NASA just published some lovely photos of planet Earth at night, showing the many ways night images can be used for science, including seeing where people live, monitoring black-outs, viewing natural events, and even watching the Aurora lights. The images are made possible by a new sensor, the day-night band of the Visible Infrared Imaging Radiometer Suite (VIIRS), which can detect even the dim glow of a single ship in the middle of the ocean.
Scroll through to see these beautiful, interesting images and learn about the technology used to capture them.
NASA states that Elvidge’s research group “has been approached by scientists seeking to model the distribution of carbon dioxide emissions from fossil fuels and to monitor the activity of commercial fishing fleets. Biologists have examined how urban growth has fragmented animal habitat. Elvidge even learned once of a study of dictatorships in various parts of the world and how nighttime lights had a tendency to expand in the dictator’s hometown or province.”
This image of the area near Delhi, India shows how NASA’s satellite technology has progressed and just how excellent the Visible Infrared Imaging Radiometer Suite (VIIRS) really is. “For comparison,” writes NASA, “the lower image shows the same area one night earlier, as observed by the Operational Line Scan (OLS) system on a Defense Meteorological Satellite Program (DMSP) spacecraft.”
While the OLS has been a successful sensor, it uses older technology and, as is made clear by the image, has a much lower resolution than VIIRS. VIIRS is 10 to 15 times better than OLS.
It is incredible to see exactly where we live when the maps are illuminated by our homes and street lights. Here, the Nile River Valley and Delta is aglow. Approximately 97% of Egypt’s population lives along this section of the Nile, made obvious by the sparkling lights.
“The city lights resemble a giant calla lily, just one with a kink in its stem near the city of Luxor. Some of the brightest lights occur around Cairo, but lights are abundant along the length of the river. Bright city lights also occur along the Suez Canal and around Tel Aviv. Away from the lights, however, land and water appear uniformly black. This image was acquired near the time of the new Moon, and little moonlight was available to brighten land and water surfaces,” writes NASA.
NASA notes that while city lights at night help to track where people live, it’s not the be-all-end-all method, as evidenced by this image showing the contrast between a glowing South Korea and a dark North Korea. Even though North Korea has about half the number of people that South Korea has, it has just a tiny fraction of lights.

● **Tasks for this exercise**
[1] Do these statements agree with the article on NASA's night images of Earth? (a) VIIRS is 10 to 15 times better than OLS. (b) The Nile image was taken near the time of a full Moon. (c) North Korea has about twice as many people as South Korea. Answer yes or no for each and quote the deciding words.
[2] Can you copy everything in the article on NASA's night images of Earth from "NASA just published" down to "to capture them.", switching "lovely" to "striking"?

● **Dataset**

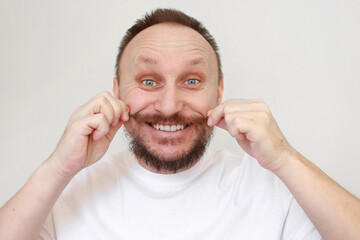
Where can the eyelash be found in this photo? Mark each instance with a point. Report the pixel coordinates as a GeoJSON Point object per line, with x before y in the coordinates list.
{"type": "Point", "coordinates": [196, 81]}
{"type": "Point", "coordinates": [148, 80]}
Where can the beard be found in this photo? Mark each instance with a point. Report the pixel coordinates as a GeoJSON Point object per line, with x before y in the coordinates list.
{"type": "Point", "coordinates": [181, 159]}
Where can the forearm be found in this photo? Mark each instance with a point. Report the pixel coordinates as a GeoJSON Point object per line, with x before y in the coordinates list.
{"type": "Point", "coordinates": [334, 211]}
{"type": "Point", "coordinates": [23, 216]}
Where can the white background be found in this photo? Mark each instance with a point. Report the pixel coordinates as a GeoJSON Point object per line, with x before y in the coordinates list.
{"type": "Point", "coordinates": [301, 57]}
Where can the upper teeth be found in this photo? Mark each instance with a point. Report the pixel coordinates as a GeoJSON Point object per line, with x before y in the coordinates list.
{"type": "Point", "coordinates": [168, 128]}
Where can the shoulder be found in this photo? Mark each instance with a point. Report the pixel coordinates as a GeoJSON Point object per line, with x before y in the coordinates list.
{"type": "Point", "coordinates": [245, 175]}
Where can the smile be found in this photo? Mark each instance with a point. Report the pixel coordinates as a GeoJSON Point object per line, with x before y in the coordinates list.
{"type": "Point", "coordinates": [168, 128]}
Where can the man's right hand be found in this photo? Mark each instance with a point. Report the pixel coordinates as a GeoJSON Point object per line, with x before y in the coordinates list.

● **Results**
[1]
(a) Yes: "VIIRS is 10 to 15 times better than OLS."
(b) No: "This image was acquired near the time of the new Moon"
(c) No: "North Korea has about half the number of people that South Korea has"

[2]
NASA just published some striking photos of planet Earth at night, showing the many ways night images can be used for science, including seeing where people live, monitoring black-outs, viewing natural events, and even watching the Aurora lights. The images are made possible by a new sensor, the day-night band of the Visible Infrared Imaging Radiometer Suite (VIIRS), which can detect even the dim glow of a single ship in the middle of the ocean.
Scroll through to see these beautiful, interesting images and learn about the technology used to capture them.